=== Text excerpt ===

From a personal standpoint, I looked for any evidence that an attorney in Virginia, the jurisdiction in which I am barred, could be subject to professional discipline for violating its sodomy laws based on its supposed “moral turpitude.” In Virginia, sodomy, quite broadly defined to include oral and anal sex between two persons of either sex, is a felony. The Virginia State Bar Code of Professional Responsibility does mention adultery as a possible basis for a finding of “moral turpitude,” but is silent on the sodomy issue. I didn’t come across anything that suggested one could be disbarred for sodomy specifically, but it’s not a comforting thought to say the least.

In all fairness to the Virginia State Bar, this year they have asked the Supreme Court to approve changes to their Code of Professional Conduct that would “add a qualification to the prohibition against dishonesty, fraud, deceit, or misrepresentation so that the prohibition would only apply to such conduct that reflects adversely on the lawyer's honesty, trustworthiness or fitness to practice law.” (cite here) Which would seem to be a rule change aimed at eliminating the chances of Virginia’s ridiculous, draconian “crimes against nature” laws being the impetus for bar discipline.)

Now of course, it’s the political branches of government who write our laws. Obviously, it would be better if legislators could agree that these laws served no real purpose and got rid of them. All else being equal, you don’t really want to see a lot of what many call “judicial activism” for a variety of reasons.

=== Listed entries ===

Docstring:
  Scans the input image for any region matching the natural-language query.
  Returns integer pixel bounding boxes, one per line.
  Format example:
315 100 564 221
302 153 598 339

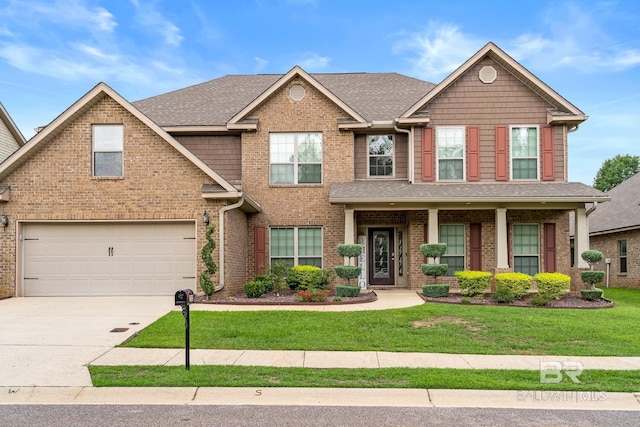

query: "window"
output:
513 224 540 276
618 240 627 273
269 227 322 268
92 125 124 176
269 133 322 184
511 126 538 179
436 127 465 181
439 224 465 276
367 135 393 176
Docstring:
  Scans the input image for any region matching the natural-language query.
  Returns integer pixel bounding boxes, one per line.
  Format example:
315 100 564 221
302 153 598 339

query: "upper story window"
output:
510 126 539 179
367 135 394 176
269 133 322 184
436 126 465 181
92 125 124 177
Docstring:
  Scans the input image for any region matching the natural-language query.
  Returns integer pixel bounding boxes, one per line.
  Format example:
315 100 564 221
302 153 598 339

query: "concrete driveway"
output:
0 296 175 387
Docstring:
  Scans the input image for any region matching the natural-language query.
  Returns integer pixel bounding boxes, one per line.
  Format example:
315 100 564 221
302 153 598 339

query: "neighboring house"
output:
0 102 25 163
589 173 640 288
0 43 608 295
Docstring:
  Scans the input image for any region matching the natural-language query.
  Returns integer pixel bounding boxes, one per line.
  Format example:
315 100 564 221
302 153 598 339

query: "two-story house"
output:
0 43 608 295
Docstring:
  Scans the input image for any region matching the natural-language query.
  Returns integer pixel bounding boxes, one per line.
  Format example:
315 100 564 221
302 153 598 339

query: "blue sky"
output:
0 0 640 184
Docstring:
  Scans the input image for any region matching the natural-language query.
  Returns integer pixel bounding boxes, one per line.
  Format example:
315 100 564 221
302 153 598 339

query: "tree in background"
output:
593 154 640 191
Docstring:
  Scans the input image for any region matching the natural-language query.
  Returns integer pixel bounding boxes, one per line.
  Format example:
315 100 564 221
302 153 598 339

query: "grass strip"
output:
89 365 640 392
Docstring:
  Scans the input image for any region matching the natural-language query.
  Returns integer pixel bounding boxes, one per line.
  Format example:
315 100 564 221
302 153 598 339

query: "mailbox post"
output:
174 289 193 371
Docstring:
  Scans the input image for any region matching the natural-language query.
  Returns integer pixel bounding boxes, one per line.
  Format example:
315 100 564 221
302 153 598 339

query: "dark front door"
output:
367 228 395 286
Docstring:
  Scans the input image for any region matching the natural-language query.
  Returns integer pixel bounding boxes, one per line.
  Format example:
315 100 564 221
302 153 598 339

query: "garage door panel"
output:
23 223 196 296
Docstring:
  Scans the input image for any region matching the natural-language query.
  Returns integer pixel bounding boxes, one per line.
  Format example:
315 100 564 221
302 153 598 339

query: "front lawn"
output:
124 288 640 356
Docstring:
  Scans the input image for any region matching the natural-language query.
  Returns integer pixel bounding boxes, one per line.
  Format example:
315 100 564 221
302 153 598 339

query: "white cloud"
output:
297 52 331 72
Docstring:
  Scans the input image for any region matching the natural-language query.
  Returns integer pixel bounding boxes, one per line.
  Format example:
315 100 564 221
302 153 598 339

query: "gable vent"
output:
478 65 498 84
289 85 307 101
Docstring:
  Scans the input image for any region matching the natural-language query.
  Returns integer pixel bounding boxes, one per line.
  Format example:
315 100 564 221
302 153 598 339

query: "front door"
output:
367 228 395 286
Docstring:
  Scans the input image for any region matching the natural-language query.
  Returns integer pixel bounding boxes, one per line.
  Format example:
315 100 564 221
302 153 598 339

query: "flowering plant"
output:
295 288 331 302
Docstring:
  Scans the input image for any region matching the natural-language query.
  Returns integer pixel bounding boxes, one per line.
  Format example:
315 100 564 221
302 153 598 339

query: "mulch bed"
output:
418 292 613 309
194 290 378 305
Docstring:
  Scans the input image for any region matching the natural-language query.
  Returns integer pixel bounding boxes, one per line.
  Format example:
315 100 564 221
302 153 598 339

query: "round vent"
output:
289 85 307 101
478 65 498 84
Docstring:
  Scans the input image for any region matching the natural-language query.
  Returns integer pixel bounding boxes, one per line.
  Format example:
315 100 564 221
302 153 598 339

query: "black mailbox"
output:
174 289 193 305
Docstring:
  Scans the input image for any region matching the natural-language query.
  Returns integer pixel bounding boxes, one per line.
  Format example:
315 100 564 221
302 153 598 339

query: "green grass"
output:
124 288 640 356
89 365 640 392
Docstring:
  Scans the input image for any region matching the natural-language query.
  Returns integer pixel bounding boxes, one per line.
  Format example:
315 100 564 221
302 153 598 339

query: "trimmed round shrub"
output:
338 243 362 258
535 273 571 301
495 273 532 299
336 285 360 298
454 270 492 297
580 288 604 301
422 284 449 298
243 280 267 298
287 265 323 290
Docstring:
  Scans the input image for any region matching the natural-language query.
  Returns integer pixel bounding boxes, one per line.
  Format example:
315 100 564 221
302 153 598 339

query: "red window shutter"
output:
467 127 480 181
253 227 267 274
469 222 482 271
542 126 555 181
422 128 434 181
496 126 509 181
544 222 556 273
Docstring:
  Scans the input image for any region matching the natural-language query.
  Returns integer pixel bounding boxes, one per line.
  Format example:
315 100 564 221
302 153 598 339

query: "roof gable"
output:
402 42 587 125
0 83 237 193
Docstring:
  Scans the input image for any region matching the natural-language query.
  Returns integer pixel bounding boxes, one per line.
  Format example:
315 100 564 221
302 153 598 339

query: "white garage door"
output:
23 222 196 296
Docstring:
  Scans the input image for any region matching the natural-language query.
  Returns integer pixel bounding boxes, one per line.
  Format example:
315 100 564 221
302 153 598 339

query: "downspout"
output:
213 197 244 292
393 123 413 184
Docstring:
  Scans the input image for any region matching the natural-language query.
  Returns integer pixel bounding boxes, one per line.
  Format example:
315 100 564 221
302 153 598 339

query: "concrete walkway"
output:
0 290 640 411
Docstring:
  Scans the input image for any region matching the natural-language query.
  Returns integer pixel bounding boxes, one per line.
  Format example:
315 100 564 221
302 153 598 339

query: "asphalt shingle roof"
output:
133 73 435 126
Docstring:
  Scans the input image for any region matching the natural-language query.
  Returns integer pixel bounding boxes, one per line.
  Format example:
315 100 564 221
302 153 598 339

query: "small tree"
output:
199 224 218 299
580 250 604 289
420 243 449 284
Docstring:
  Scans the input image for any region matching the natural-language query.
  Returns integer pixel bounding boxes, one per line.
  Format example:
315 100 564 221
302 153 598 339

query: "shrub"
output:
336 285 360 298
295 288 331 302
535 273 571 301
287 265 322 290
580 288 603 301
491 287 516 302
243 280 267 298
580 270 604 289
496 273 532 299
455 270 492 297
422 284 449 298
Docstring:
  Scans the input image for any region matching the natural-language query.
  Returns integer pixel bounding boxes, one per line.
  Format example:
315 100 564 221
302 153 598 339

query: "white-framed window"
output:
513 224 540 276
509 126 540 180
438 224 465 276
367 135 395 177
269 227 322 268
91 125 124 177
436 126 465 181
269 133 322 184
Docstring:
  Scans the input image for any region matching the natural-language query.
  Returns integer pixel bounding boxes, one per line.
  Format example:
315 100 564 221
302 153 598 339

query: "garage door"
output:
23 222 196 296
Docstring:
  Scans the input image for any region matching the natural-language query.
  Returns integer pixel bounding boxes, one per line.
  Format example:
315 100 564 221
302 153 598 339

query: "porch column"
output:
573 208 589 268
343 208 357 265
496 208 509 269
427 209 439 243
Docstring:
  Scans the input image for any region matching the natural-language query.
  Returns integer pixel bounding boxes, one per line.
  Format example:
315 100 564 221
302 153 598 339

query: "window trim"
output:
269 225 324 268
365 133 397 179
434 126 467 182
618 239 629 274
509 125 541 181
512 222 541 274
91 123 124 179
438 223 467 277
269 131 324 186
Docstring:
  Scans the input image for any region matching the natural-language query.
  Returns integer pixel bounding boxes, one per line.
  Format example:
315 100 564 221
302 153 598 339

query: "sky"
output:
0 0 640 185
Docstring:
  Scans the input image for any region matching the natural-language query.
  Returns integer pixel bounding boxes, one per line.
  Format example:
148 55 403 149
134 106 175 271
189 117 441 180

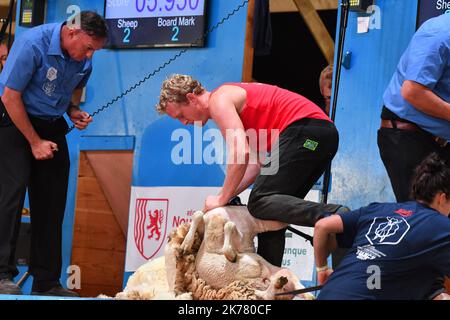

===

__Required task A__.
Could you copy the Virginia bar text word for word from "In all fairness" to "for bar discipline.)"?
__Required task B__.
In the Virginia bar text:
(i) What class of crime is sodomy in Virginia?
(ii) What conduct does the Virginia State Bar Code of Professional Responsibility mention as a possible basis for a finding of "moral turpitude"?
(iii) Who writes our laws?

__Worked solution A__.
In all fairness to the Virginia State Bar, this year they have asked the Supreme Court to approve changes to their Code of Professional Conduct that would “add a qualification to the prohibition against dishonesty, fraud, deceit, or misrepresentation so that the prohibition would only apply to such conduct that reflects adversely on the lawyer's honesty, trustworthiness or fitness to practice law.” (cite here) Which would seem to be a rule change aimed at eliminating the chances of Virginia’s ridiculous, draconian “crimes against nature” laws being the impetus for bar discipline.)

__Worked solution B__.
(i) A felony.
(ii) Adultery.
(iii) The political branches of government.